- Stored data:

--------

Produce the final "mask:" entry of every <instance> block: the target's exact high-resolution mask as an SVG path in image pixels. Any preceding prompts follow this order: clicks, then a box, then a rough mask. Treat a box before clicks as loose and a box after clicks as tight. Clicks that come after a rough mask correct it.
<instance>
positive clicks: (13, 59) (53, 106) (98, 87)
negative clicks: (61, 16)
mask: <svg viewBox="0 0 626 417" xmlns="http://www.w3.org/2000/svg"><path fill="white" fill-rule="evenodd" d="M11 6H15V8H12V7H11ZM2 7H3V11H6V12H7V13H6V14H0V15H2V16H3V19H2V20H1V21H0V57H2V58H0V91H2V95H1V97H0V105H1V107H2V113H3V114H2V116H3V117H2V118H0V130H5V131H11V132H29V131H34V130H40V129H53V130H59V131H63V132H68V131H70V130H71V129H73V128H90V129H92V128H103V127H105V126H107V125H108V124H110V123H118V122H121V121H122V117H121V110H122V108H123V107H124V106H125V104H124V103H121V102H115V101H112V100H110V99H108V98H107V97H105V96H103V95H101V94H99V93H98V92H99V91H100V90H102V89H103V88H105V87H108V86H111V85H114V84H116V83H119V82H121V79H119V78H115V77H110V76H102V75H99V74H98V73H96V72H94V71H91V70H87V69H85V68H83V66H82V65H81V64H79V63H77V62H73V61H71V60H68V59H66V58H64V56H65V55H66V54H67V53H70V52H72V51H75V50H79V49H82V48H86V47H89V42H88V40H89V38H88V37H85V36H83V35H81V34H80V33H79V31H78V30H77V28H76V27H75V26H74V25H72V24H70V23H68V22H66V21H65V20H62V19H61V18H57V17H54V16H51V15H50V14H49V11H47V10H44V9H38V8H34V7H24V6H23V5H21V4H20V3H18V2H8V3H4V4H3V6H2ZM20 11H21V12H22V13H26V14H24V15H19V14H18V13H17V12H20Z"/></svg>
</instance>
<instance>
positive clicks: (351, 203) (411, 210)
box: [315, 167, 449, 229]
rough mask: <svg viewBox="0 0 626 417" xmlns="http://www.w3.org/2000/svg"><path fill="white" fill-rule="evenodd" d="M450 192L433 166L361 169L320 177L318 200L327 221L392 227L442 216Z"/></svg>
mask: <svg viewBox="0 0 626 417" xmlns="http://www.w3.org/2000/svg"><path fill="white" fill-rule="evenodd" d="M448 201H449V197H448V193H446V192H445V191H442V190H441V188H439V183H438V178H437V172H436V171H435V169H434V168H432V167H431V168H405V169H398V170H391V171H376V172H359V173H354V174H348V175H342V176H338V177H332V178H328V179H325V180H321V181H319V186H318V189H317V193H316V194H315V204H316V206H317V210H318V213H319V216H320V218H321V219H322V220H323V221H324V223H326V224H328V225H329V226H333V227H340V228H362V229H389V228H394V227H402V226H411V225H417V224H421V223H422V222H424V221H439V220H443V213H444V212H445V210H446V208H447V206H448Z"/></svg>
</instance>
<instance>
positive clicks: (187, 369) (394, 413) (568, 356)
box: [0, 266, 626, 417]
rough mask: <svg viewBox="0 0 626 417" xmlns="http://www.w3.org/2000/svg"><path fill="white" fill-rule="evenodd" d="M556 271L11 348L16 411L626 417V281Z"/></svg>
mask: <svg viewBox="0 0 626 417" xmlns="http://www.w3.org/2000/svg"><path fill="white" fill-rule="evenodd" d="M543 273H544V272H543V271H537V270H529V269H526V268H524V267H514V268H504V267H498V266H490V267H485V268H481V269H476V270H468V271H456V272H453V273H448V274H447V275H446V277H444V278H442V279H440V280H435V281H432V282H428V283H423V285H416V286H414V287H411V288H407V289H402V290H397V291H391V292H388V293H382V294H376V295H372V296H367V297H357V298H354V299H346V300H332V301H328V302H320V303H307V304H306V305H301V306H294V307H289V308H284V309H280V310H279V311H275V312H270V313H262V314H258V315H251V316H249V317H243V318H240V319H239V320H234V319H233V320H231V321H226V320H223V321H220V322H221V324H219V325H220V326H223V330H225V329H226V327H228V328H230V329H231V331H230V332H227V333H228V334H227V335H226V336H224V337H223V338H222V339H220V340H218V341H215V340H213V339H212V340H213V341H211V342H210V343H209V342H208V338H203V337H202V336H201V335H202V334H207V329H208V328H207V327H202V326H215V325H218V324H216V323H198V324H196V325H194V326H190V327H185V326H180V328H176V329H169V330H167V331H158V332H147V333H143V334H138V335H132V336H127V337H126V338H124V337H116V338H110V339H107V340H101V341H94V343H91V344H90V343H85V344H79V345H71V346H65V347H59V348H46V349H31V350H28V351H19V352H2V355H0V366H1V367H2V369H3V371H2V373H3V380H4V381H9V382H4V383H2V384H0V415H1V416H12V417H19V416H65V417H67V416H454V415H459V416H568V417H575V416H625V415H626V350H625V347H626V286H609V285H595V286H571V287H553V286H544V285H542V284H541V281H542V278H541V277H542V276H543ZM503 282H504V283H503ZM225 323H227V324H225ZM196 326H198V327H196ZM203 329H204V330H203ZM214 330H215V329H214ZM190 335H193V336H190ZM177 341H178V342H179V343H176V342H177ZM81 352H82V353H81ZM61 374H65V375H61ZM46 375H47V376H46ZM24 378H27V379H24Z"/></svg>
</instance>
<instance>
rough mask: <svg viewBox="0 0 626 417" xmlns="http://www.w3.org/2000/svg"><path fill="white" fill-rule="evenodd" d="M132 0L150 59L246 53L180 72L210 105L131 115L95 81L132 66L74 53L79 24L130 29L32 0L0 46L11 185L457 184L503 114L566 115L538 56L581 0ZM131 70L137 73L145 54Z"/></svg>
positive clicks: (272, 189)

--------

- EXERCISE DIRECTIONS:
Reproduce the records from their start through the line containing "negative clicks: (61, 16)", renaming every "instance" to "sample" and leaving everything else unchanged.

- YOUR SOLUTION:
Produce the final "mask:" entry of every <sample> block: the target's exact high-resolution mask as an SVG path in image pixels. Any preceding prompts follow this order: clicks, then a box, then a rough mask. Treat a box before clicks as loose and a box after clicks as tight. Clicks that come after a rough mask correct it.
<sample>
positive clicks: (13, 59) (53, 106) (98, 87)
negative clicks: (61, 16)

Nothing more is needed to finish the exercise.